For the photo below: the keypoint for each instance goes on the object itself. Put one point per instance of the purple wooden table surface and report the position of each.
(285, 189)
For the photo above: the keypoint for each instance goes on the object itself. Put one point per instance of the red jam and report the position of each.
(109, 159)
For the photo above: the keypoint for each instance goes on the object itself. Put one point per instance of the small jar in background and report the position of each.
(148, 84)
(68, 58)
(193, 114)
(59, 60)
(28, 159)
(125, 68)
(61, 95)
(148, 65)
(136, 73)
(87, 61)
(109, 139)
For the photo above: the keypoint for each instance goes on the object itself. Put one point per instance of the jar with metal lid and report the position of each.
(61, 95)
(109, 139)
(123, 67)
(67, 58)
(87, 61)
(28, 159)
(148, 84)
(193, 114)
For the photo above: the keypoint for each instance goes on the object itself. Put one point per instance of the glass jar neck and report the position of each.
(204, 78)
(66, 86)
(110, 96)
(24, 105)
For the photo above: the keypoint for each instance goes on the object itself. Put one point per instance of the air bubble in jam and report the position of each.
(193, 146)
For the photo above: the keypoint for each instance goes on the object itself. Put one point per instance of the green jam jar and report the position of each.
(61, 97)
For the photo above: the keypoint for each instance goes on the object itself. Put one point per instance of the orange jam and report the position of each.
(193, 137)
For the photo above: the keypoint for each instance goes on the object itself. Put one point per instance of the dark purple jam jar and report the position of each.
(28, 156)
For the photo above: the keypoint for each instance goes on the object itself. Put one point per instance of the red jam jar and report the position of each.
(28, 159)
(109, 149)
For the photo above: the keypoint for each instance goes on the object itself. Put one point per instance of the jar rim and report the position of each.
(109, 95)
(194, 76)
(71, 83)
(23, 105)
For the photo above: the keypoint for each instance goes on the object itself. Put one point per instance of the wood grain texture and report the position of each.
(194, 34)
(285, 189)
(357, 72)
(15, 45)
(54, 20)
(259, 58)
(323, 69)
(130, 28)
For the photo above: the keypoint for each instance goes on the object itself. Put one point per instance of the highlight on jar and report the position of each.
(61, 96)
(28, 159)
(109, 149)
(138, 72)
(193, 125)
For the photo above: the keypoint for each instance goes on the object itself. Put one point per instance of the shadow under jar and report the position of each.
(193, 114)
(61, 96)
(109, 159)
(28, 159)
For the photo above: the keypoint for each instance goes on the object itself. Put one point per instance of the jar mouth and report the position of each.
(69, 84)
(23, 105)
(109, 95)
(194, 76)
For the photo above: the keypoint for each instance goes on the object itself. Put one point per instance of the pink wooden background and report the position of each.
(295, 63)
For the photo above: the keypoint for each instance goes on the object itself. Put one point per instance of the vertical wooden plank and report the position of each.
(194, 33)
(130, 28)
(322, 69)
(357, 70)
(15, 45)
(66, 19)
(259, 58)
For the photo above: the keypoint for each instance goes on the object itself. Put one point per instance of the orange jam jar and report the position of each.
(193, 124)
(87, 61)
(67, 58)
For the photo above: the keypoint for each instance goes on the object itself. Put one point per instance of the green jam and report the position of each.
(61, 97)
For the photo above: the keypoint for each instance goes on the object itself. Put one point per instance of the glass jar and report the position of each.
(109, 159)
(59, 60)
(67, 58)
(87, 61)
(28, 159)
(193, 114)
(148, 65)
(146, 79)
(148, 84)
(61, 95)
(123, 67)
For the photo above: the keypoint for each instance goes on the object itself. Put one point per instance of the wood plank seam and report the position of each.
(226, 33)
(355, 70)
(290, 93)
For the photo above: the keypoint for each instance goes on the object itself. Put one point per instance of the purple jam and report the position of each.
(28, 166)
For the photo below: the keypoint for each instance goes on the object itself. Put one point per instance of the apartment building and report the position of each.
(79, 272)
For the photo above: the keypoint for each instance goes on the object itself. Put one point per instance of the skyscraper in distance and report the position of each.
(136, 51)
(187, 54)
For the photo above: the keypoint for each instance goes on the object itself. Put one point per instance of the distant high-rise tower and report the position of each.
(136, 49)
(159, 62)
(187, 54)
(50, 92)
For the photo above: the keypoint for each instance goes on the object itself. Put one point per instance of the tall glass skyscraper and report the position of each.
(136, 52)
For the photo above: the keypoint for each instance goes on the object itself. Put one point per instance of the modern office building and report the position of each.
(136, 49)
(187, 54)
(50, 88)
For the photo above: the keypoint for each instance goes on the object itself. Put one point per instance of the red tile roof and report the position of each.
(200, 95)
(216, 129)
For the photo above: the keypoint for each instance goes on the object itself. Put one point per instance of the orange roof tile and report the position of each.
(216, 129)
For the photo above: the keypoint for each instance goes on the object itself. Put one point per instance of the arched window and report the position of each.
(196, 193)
- - - - - - -
- GIVEN REQUEST
Put every line of the data above into a Markdown table with the columns Number and Line, numbering the rows in order and leaving out blank lines.

- SOLUTION FOR THIS PROBLEM
| Number | Line |
|---|---|
| 1 | For the photo below: the keypoint for each instance goes on the object itself. Put one point per instance of the purple wooden table surface and report the position of each. |
| 2 | (285, 189) |
| 3 | For the photo above: the keypoint for each instance goes on the object itself. Put one point per instance of the red jam and report the position of each. |
| 4 | (109, 159) |
| 5 | For the photo above: the keypoint for each instance goes on the object itself. Put one point per instance of the small jar in background and report the position of each. |
| 6 | (148, 84) |
| 7 | (68, 58) |
| 8 | (193, 114) |
| 9 | (59, 60) |
| 10 | (28, 159) |
| 11 | (125, 68) |
| 12 | (61, 95) |
| 13 | (148, 65) |
| 14 | (136, 73) |
| 15 | (87, 61) |
| 16 | (109, 139) |
| 17 | For the photo above: the keypoint for each instance goes on the object itself. Put one point per instance of the jar with metal lid and report the position of each. |
| 18 | (61, 95) |
| 19 | (109, 139) |
| 20 | (123, 67) |
| 21 | (67, 58) |
| 22 | (87, 61) |
| 23 | (28, 159) |
| 24 | (148, 84) |
| 25 | (193, 114) |
| 26 | For the photo above: the keypoint for each instance goes on the object itself. Put one point per instance of the glass jar neck and report the position of each. |
| 27 | (204, 78) |
| 28 | (66, 86) |
| 29 | (110, 96) |
| 30 | (24, 105) |
| 31 | For the photo above: the keypoint for each instance goes on the object itself. Put one point per instance of the air bubble in jam and report the position of each. |
| 32 | (193, 146) |
| 33 | For the photo above: the keypoint for each instance goes on the object itself. Put one point per instance of the green jam jar and report the position of each. |
| 34 | (61, 97) |
| 35 | For the photo above: the keypoint for each instance goes on the object itself. Put one point per instance of the orange jam and report the position of each. |
| 36 | (193, 137) |
| 37 | For the photo above: the keypoint for each instance goes on the object itself. Put one point per instance of the dark purple jam jar and report the position of each. |
| 38 | (28, 156) |
| 39 | For the photo above: the keypoint for each instance goes on the object itself. Put one point per instance of the red jam jar and report the position of each. |
| 40 | (28, 159) |
| 41 | (109, 149) |
| 42 | For the photo above: the keypoint for each instance goes on the object itself. Put one point per instance of the jar rim and report the position of each. |
| 43 | (109, 95) |
| 44 | (194, 76) |
| 45 | (71, 83) |
| 46 | (23, 105) |
| 47 | For the photo above: the keypoint for each instance goes on the object itself. Put one point per instance of the wood grain texture and report the position of each. |
| 48 | (194, 34) |
| 49 | (285, 189) |
| 50 | (357, 72) |
| 51 | (15, 45) |
| 52 | (54, 20) |
| 53 | (259, 58) |
| 54 | (323, 69) |
| 55 | (130, 28) |
| 56 | For the photo above: the keypoint for each instance goes on the object itself. Put one point per instance of the highlight on jar and report the position of each. |
| 57 | (61, 96) |
| 58 | (28, 159) |
| 59 | (109, 149) |
| 60 | (138, 72) |
| 61 | (193, 125) |
| 62 | For the photo above: the keypoint for each instance goes on the object itself. Put one point per instance of the shadow under jar and report the position of each. |
| 63 | (193, 114) |
| 64 | (61, 96) |
| 65 | (109, 159) |
| 66 | (28, 159) |
| 67 | For the photo above: the keypoint for each instance goes on the object itself. Put one point per instance of the jar mouth and report the position of each. |
| 68 | (69, 84) |
| 69 | (23, 105) |
| 70 | (109, 95) |
| 71 | (194, 76) |
| 72 | For the photo above: the keypoint for each instance goes on the object itself. Put one point per instance of the pink wooden background and report the position of each. |
| 73 | (295, 63) |
| 74 | For the photo above: the keypoint for each instance goes on the object itself. Put one point per instance of the vertical wooden plank and report the position of each. |
| 75 | (194, 33) |
| 76 | (130, 28) |
| 77 | (322, 69) |
| 78 | (357, 70) |
| 79 | (15, 45) |
| 80 | (66, 19) |
| 81 | (259, 58) |
| 82 | For the photo above: the keypoint for each instance goes on the object itself. Put one point per instance of the orange jam jar and report the position of each. |
| 83 | (193, 124) |
| 84 | (87, 61) |
| 85 | (67, 58) |
| 86 | For the photo above: the keypoint for each instance goes on the object itself. Put one point per instance of the green jam and report the position of each. |
| 87 | (61, 97) |
| 88 | For the photo above: the keypoint for each instance goes on the object itself. Put one point per instance of the glass jar and report the position of each. |
| 89 | (109, 159) |
| 90 | (59, 60) |
| 91 | (67, 58) |
| 92 | (87, 61) |
| 93 | (28, 159) |
| 94 | (193, 114) |
| 95 | (148, 65) |
| 96 | (146, 79) |
| 97 | (148, 84) |
| 98 | (61, 95) |
| 99 | (123, 67) |
| 100 | For the photo above: the keypoint for each instance goes on the object itself. Put one point per instance of the wood plank seam and report the position of each. |
| 101 | (226, 33) |
| 102 | (355, 70) |
| 103 | (290, 93) |
| 104 | For the photo above: the keypoint for each instance goes on the object itself. Put one point per instance of the purple jam and report the position of each. |
| 105 | (28, 166) |
| 106 | For the photo below: the keypoint for each instance goes on the object itself. Put one point per instance of the apartment building and report the position of each. |
| 107 | (79, 272) |
| 108 | For the photo above: the keypoint for each instance goes on the object itself. Put one point per instance of the skyscraper in distance and report the position of each. |
| 109 | (136, 51) |
| 110 | (187, 54) |
| 111 | For the photo above: the keypoint for each instance goes on the object itself. Put one point per instance of the distant high-rise tower and report the position of each. |
| 112 | (136, 49) |
| 113 | (159, 62) |
| 114 | (187, 54) |
| 115 | (50, 92) |
| 116 | For the photo above: the keypoint for each instance goes on the object itself. Put one point per instance of the tall glass skyscraper and report the position of each. |
| 117 | (136, 52) |
| 118 | For the photo above: the keypoint for each instance goes on the object itself. Put one point per instance of the modern office building and report the position of each. |
| 119 | (136, 49) |
| 120 | (187, 54) |
| 121 | (50, 88) |
| 122 | For the photo above: the keypoint for each instance goes on the object itself. Put one point per instance of the red tile roof and report the position of each. |
| 123 | (200, 95) |
| 124 | (216, 129) |
| 125 | For the photo above: the keypoint for each instance goes on the object itself. Put one point per instance of the orange roof tile and report the position of each. |
| 126 | (216, 129) |
| 127 | For the photo above: the keypoint for each instance goes on the object itself. Put one point per instance of the arched window and report the position of each. |
| 128 | (196, 193) |